◆ **Available data**:
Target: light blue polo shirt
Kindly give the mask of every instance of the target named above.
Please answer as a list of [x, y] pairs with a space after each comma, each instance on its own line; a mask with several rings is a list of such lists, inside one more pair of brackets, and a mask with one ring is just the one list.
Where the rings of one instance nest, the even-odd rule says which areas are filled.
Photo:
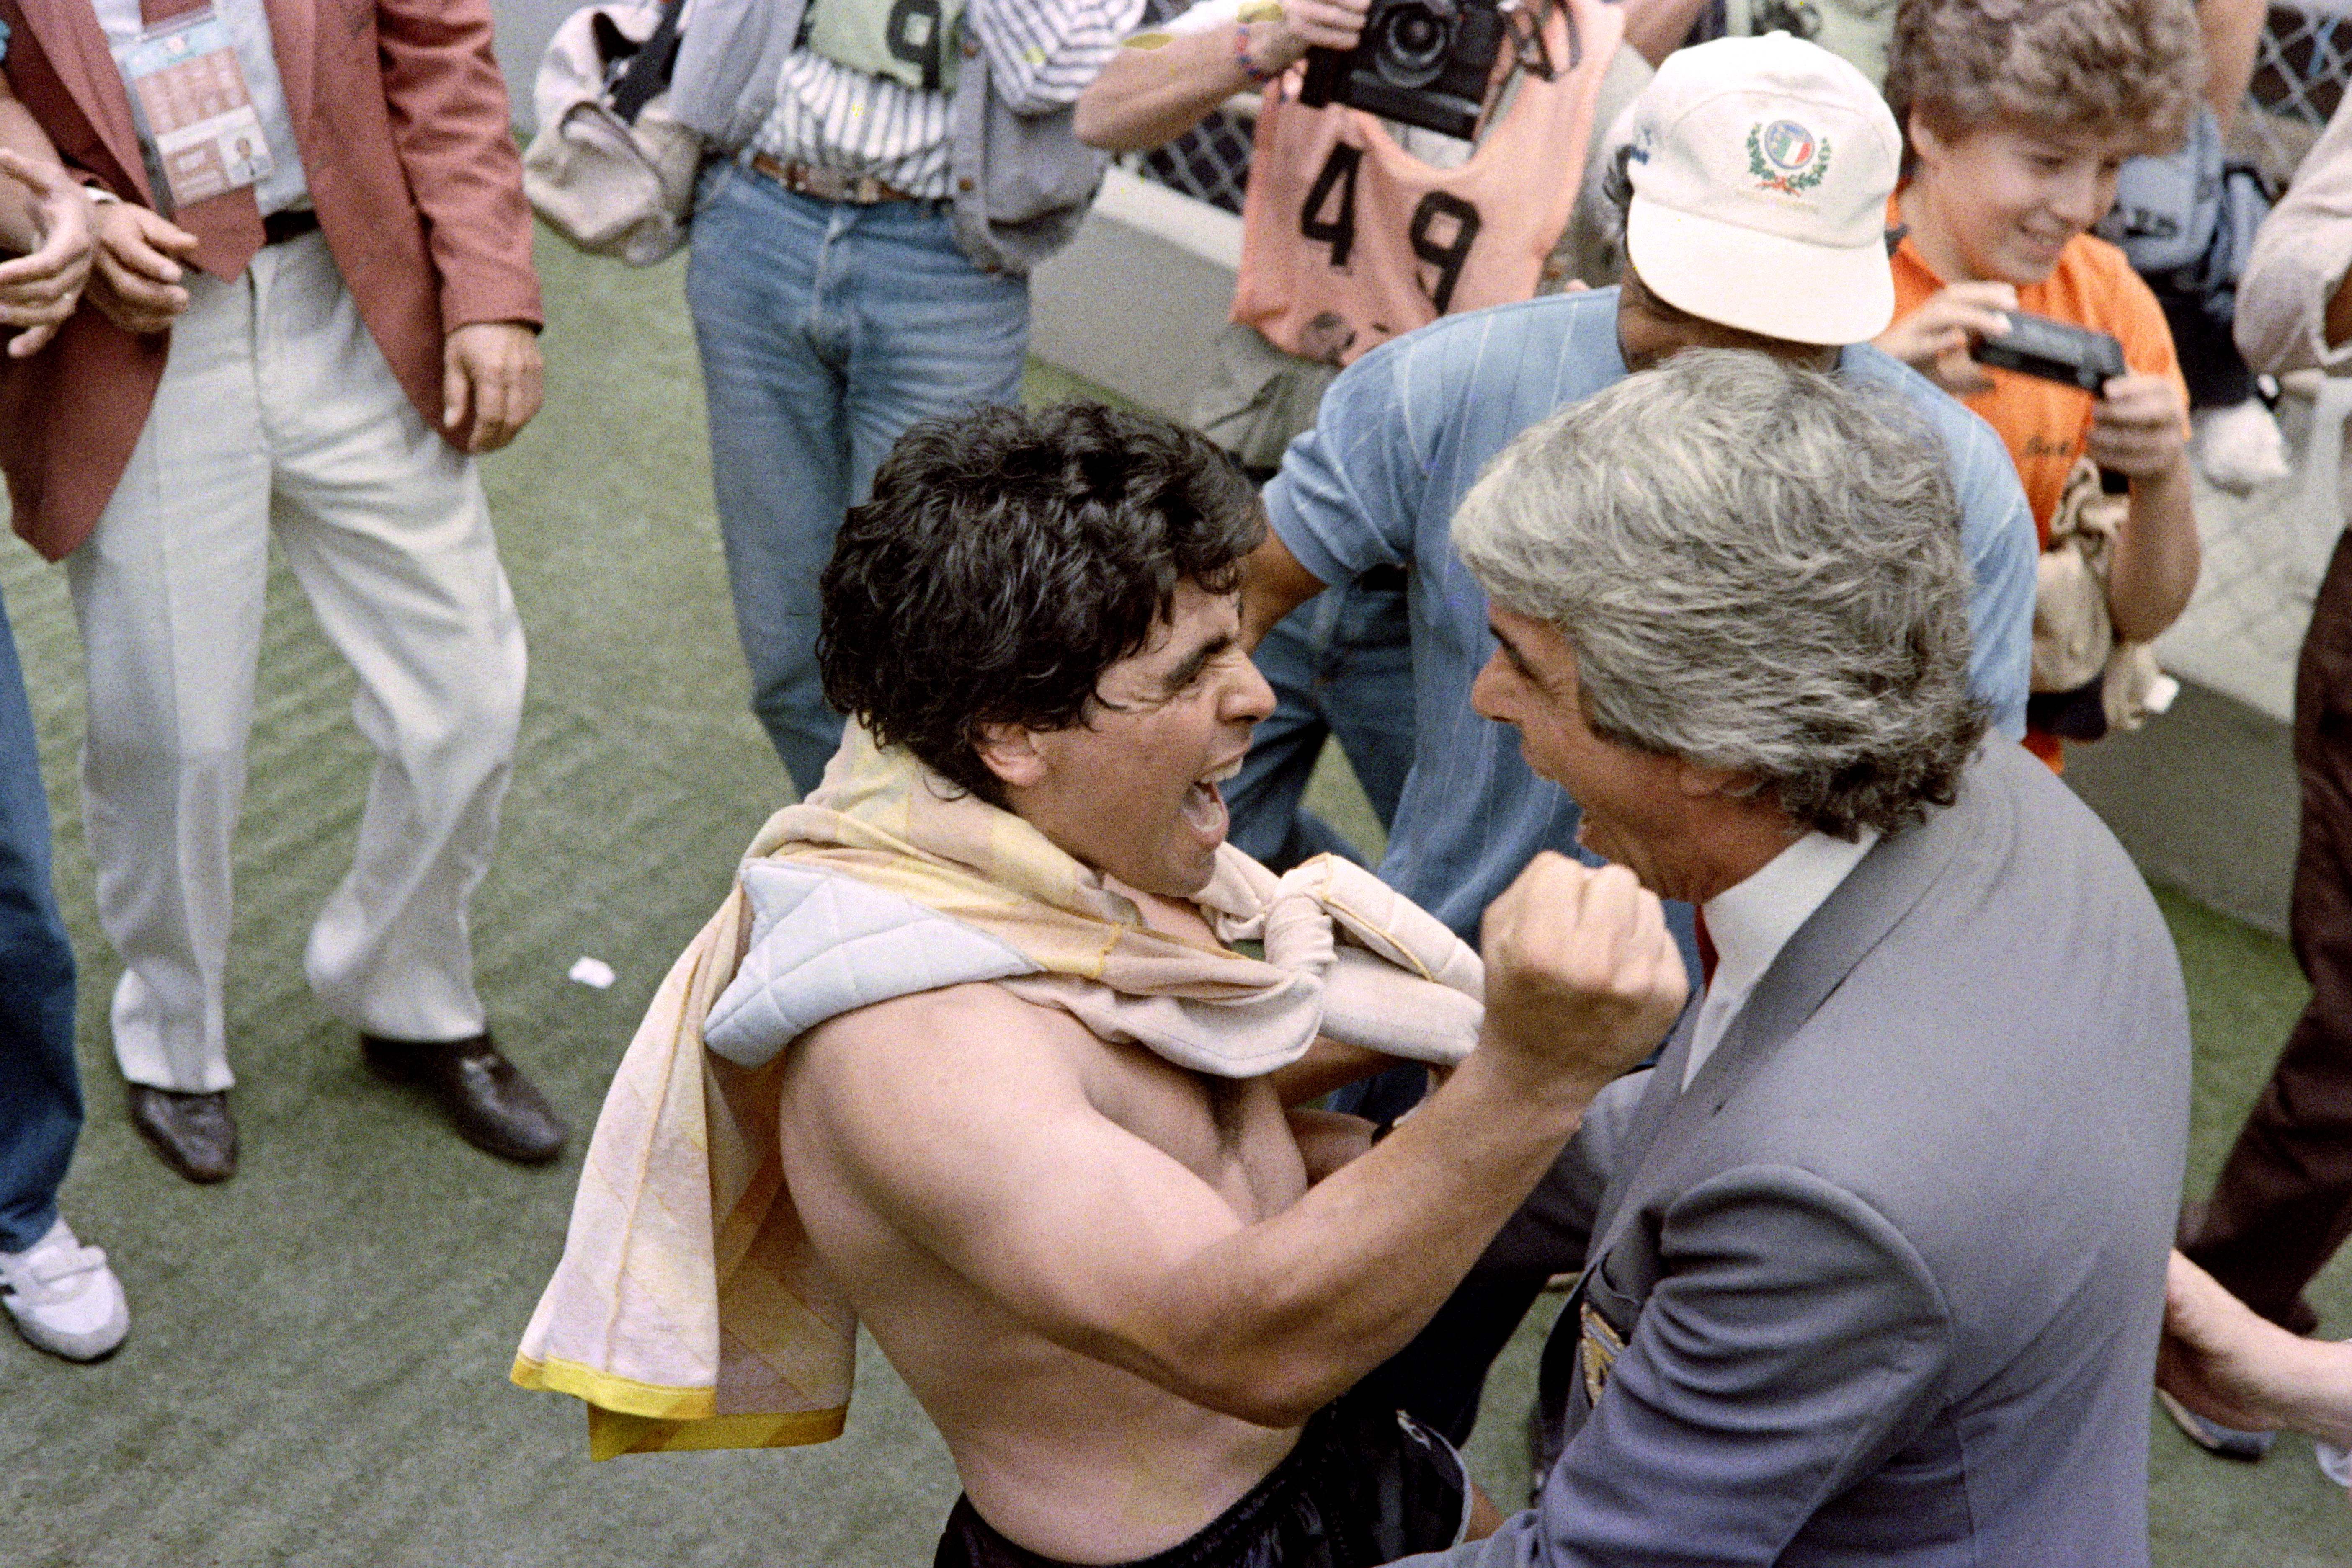
[[[1892, 385], [1951, 454], [1976, 574], [1970, 684], [2015, 739], [2025, 732], [2036, 552], [2017, 470], [1992, 426], [1909, 366], [1858, 344], [1840, 367]], [[1454, 552], [1454, 511], [1513, 437], [1629, 374], [1614, 289], [1448, 316], [1342, 372], [1266, 487], [1275, 532], [1324, 582], [1411, 569], [1413, 763], [1380, 872], [1472, 942], [1480, 914], [1537, 851], [1576, 853], [1578, 813], [1520, 759], [1516, 730], [1471, 710], [1470, 684], [1495, 644], [1486, 592]]]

◆ **Task requirements**: Among the lines of the data above, count those holding "rings" and state only the number.

◆ **Exercise output**: 2